To do — Retype all of the following entries word for word, changing nothing on any line.

** Opening Entries supplied block **

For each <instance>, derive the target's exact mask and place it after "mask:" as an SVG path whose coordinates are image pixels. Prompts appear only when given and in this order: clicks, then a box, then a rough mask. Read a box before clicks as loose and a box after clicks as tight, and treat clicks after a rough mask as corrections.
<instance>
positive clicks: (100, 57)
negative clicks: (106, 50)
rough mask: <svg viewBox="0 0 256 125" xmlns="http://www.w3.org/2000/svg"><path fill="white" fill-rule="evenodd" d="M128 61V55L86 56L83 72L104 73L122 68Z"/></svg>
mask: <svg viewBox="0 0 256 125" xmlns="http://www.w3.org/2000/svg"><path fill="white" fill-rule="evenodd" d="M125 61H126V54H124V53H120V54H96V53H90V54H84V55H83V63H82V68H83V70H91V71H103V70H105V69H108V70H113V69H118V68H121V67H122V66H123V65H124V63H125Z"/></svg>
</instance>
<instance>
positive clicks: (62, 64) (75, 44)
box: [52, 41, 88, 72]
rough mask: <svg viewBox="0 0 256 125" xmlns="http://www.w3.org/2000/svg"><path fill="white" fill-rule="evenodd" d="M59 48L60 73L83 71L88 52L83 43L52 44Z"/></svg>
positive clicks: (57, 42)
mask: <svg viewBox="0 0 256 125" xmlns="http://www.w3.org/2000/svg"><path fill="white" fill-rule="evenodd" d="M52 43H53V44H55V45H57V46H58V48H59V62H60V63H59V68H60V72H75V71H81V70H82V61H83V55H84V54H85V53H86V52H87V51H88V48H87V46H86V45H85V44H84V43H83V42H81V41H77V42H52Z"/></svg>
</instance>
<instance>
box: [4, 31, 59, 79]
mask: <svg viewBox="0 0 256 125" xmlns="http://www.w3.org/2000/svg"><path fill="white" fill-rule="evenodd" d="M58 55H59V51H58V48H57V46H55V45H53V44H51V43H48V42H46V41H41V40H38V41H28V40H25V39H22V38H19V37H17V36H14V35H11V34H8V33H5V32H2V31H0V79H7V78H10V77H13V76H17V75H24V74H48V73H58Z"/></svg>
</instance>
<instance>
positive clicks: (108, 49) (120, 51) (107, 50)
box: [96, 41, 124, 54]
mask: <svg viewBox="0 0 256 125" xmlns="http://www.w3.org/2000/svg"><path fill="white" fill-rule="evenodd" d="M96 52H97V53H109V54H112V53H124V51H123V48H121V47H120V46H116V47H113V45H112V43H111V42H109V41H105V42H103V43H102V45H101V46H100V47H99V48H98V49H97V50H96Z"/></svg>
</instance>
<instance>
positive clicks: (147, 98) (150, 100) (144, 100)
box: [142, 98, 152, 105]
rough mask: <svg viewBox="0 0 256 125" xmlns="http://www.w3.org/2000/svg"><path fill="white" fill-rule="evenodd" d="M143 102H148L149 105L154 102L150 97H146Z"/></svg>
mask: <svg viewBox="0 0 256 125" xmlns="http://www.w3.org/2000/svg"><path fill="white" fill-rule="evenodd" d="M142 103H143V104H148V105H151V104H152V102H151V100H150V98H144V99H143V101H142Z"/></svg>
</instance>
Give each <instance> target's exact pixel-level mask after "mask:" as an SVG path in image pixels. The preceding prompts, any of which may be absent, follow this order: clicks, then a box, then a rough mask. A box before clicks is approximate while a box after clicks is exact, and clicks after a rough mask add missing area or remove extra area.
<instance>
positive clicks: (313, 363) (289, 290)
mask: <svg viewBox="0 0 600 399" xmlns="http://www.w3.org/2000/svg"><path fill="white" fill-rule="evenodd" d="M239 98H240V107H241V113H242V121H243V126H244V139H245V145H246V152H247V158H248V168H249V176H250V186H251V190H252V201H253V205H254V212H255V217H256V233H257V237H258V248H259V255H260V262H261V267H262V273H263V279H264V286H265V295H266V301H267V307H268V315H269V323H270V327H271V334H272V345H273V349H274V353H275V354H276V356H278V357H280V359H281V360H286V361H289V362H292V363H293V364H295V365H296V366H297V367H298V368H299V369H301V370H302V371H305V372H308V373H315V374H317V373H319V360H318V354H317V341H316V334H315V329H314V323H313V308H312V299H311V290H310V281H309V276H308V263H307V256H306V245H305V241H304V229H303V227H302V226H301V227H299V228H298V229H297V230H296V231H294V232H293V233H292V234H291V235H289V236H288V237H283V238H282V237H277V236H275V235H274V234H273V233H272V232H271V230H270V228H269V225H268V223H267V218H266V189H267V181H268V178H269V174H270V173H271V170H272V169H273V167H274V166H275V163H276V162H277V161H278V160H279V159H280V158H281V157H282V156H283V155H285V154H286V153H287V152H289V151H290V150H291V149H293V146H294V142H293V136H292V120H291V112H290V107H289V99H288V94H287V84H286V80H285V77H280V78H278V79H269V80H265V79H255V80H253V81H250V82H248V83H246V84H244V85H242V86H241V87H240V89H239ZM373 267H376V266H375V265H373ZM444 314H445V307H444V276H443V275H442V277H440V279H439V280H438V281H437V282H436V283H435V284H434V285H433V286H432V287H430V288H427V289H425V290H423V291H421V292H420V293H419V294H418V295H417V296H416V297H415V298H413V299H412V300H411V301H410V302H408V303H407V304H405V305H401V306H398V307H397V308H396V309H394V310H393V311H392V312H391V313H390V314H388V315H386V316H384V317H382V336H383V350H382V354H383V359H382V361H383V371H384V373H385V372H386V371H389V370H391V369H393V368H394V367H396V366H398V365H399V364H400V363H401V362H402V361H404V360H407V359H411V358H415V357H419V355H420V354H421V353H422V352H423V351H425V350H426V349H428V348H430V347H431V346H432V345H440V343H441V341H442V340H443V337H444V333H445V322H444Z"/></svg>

** Closing Entries supplied block **

Your solution —
For each <instance>, derive the target's exact mask and place it after "mask:" as an SVG path whose coordinates are image pixels. Prompts appear only when given and in this order: clicks, then a box, then a rough mask. Read a box before clicks as loose and a box after clicks as tight, and treat clicks after a rough mask as corrections.
<instance>
positive clicks: (100, 57)
negative clicks: (106, 50)
rough mask: <svg viewBox="0 0 256 125" xmlns="http://www.w3.org/2000/svg"><path fill="white" fill-rule="evenodd" d="M128 61V55L86 56L83 72L104 73L122 68Z"/></svg>
mask: <svg viewBox="0 0 256 125" xmlns="http://www.w3.org/2000/svg"><path fill="white" fill-rule="evenodd" d="M125 61H126V54H124V53H120V54H96V53H90V54H84V55H83V63H82V68H83V70H91V71H103V70H105V69H108V70H113V69H118V68H121V67H122V66H123V65H124V63H125Z"/></svg>
</instance>
<instance>
positive clicks: (62, 64) (75, 44)
box: [52, 41, 88, 72]
rough mask: <svg viewBox="0 0 256 125" xmlns="http://www.w3.org/2000/svg"><path fill="white" fill-rule="evenodd" d="M59 48L60 73L83 71L88 52L83 43L52 44Z"/></svg>
positive clicks: (57, 42)
mask: <svg viewBox="0 0 256 125" xmlns="http://www.w3.org/2000/svg"><path fill="white" fill-rule="evenodd" d="M52 43H53V44H55V45H57V46H58V48H59V62H60V63H59V68H60V72H75V71H81V70H82V61H83V55H84V54H85V53H86V52H87V51H88V48H87V46H86V45H85V44H84V43H83V42H81V41H77V42H52Z"/></svg>
</instance>
<instance>
box: [4, 31, 59, 79]
mask: <svg viewBox="0 0 256 125" xmlns="http://www.w3.org/2000/svg"><path fill="white" fill-rule="evenodd" d="M58 55H59V51H58V48H57V46H55V45H53V44H51V43H48V42H46V41H41V40H38V41H28V40H25V39H22V38H19V37H17V36H14V35H11V34H8V33H5V32H2V31H0V79H7V78H10V77H13V76H17V75H24V74H48V73H58Z"/></svg>
</instance>
<instance>
positive clicks: (108, 49) (120, 51) (107, 50)
box: [96, 41, 124, 54]
mask: <svg viewBox="0 0 256 125" xmlns="http://www.w3.org/2000/svg"><path fill="white" fill-rule="evenodd" d="M96 52H97V53H109V54H112V53H124V51H123V48H121V47H120V46H116V47H113V45H112V43H111V42H109V41H105V42H103V43H102V45H101V46H100V47H99V48H98V49H97V50H96Z"/></svg>
</instance>
<instance>
positive clicks: (147, 98) (150, 100) (144, 100)
box: [142, 98, 152, 105]
rough mask: <svg viewBox="0 0 256 125" xmlns="http://www.w3.org/2000/svg"><path fill="white" fill-rule="evenodd" d="M143 102H148L149 105L154 102L150 97H146Z"/></svg>
mask: <svg viewBox="0 0 256 125" xmlns="http://www.w3.org/2000/svg"><path fill="white" fill-rule="evenodd" d="M142 103H143V104H148V105H151V104H152V102H151V100H150V98H144V99H143V101H142Z"/></svg>
</instance>
Give each <instance> target's exact pixel-level mask after "mask:" as an SVG path in image pixels. The preceding prompts, any of which may be absent, follow this order: clicks, then a box, then a rough mask. A box before clicks is approximate while a box after clicks is exact, and clicks after a rough mask add missing area or remove extra area.
<instance>
positive clicks: (313, 363) (289, 290)
mask: <svg viewBox="0 0 600 399" xmlns="http://www.w3.org/2000/svg"><path fill="white" fill-rule="evenodd" d="M239 98H240V107H241V113H242V121H243V126H244V139H245V145H246V152H247V158H248V168H249V176H250V186H251V190H252V201H253V205H254V212H255V217H256V233H257V237H258V248H259V255H260V262H261V267H262V273H263V279H264V286H265V295H266V301H267V307H268V315H269V323H270V327H271V334H272V345H273V349H274V353H275V354H276V356H278V357H280V359H281V360H286V361H289V362H292V363H293V364H295V365H296V366H297V367H298V368H299V369H301V370H302V371H305V372H308V373H315V374H317V373H319V360H318V354H317V341H316V334H315V329H314V323H313V308H312V299H311V290H310V281H309V276H308V263H307V256H306V245H305V241H304V229H303V227H302V226H301V227H299V228H298V229H297V230H296V231H294V232H293V233H292V234H291V235H289V236H288V237H283V238H282V237H277V236H275V235H274V234H273V233H272V232H271V230H270V228H269V225H268V223H267V218H266V189H267V181H268V178H269V174H270V173H271V170H272V169H273V167H274V166H275V163H276V162H277V161H278V160H279V159H280V158H281V157H282V156H283V155H285V154H286V153H287V152H289V151H290V150H291V149H293V146H294V142H293V136H292V120H291V112H290V107H289V99H288V94H287V84H286V80H285V77H280V78H278V79H269V80H265V79H255V80H253V81H250V82H248V83H246V84H244V85H242V86H241V87H240V89H239ZM373 267H376V266H375V265H373ZM444 314H445V307H444V276H443V275H442V277H440V279H439V280H438V281H437V282H436V283H435V284H434V285H433V286H432V287H430V288H427V289H425V290H423V291H421V292H420V293H419V294H418V295H417V296H416V297H415V298H413V299H412V300H411V301H410V302H408V303H407V304H405V305H401V306H398V307H397V308H396V309H394V310H393V311H392V312H391V313H390V314H388V315H386V316H384V317H382V336H383V350H382V354H383V359H382V361H383V371H384V373H385V372H386V371H389V370H391V369H393V368H394V367H396V366H398V365H399V364H400V363H401V362H402V361H404V360H407V359H411V358H415V357H419V355H420V354H421V353H422V352H423V351H425V350H426V349H428V348H430V347H431V346H432V345H440V343H441V341H442V340H443V337H444V333H445V322H444Z"/></svg>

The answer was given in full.